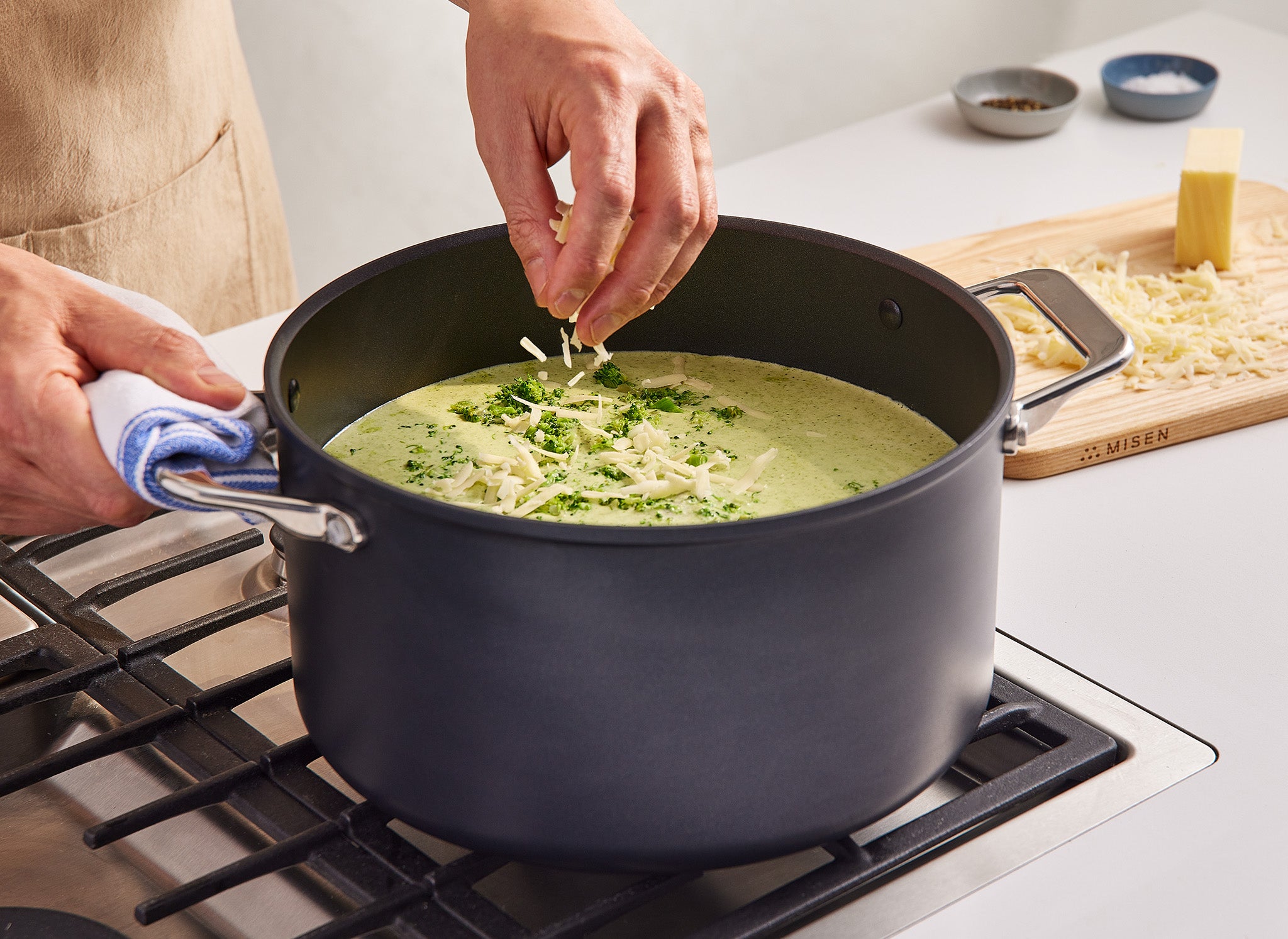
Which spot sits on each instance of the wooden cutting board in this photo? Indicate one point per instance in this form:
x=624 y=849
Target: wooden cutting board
x=1108 y=420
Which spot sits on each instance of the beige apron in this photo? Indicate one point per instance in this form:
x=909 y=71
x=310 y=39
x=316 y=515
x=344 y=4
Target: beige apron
x=131 y=150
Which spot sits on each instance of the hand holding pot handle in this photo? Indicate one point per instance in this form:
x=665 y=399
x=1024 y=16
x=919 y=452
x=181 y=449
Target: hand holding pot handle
x=302 y=520
x=1096 y=335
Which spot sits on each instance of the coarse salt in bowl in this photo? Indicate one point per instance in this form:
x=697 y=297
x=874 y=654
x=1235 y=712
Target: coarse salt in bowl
x=1158 y=87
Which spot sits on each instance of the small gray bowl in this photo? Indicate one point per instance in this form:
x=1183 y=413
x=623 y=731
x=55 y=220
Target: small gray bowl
x=1157 y=108
x=1058 y=93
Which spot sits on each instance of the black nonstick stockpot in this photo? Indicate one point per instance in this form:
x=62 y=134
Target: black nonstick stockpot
x=652 y=699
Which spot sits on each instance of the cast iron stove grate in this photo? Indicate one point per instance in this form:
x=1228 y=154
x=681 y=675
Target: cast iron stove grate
x=389 y=882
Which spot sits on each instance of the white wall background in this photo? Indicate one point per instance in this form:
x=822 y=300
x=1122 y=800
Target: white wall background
x=372 y=140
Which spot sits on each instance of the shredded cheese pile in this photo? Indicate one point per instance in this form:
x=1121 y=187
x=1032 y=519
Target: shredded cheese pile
x=1184 y=325
x=516 y=484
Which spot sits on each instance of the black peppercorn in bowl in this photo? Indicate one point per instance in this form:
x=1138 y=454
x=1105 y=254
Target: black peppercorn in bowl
x=1016 y=102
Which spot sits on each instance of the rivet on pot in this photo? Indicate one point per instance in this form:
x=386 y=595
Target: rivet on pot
x=892 y=317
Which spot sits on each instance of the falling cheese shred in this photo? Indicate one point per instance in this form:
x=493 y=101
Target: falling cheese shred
x=1187 y=326
x=532 y=347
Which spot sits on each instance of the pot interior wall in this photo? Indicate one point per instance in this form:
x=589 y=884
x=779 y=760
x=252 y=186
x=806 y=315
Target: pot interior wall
x=752 y=294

__ASSIGNMENT__:
The exact lines of the material above starting at the one that contains "Which spot sits on each instance of the white" and ending at the one that contains "Which spot sits on each instance of the black peppercorn" are what to retype; leave out everything else.

__FINAL ANSWER__:
Which spot sits on each instance of the white wall background in this photo? Indicate one point per instance in this form:
x=822 y=300
x=1122 y=800
Target: white wall background
x=372 y=140
Which spot sits on each instance of the shredded cheese pile in this photo? Indicate one point per instance in this form:
x=1121 y=187
x=1032 y=519
Target: shredded cheese pile
x=1184 y=325
x=516 y=484
Which spot sits on each instance of the black peppercorn in bowl in this photo? Indicate one point per instance in this form:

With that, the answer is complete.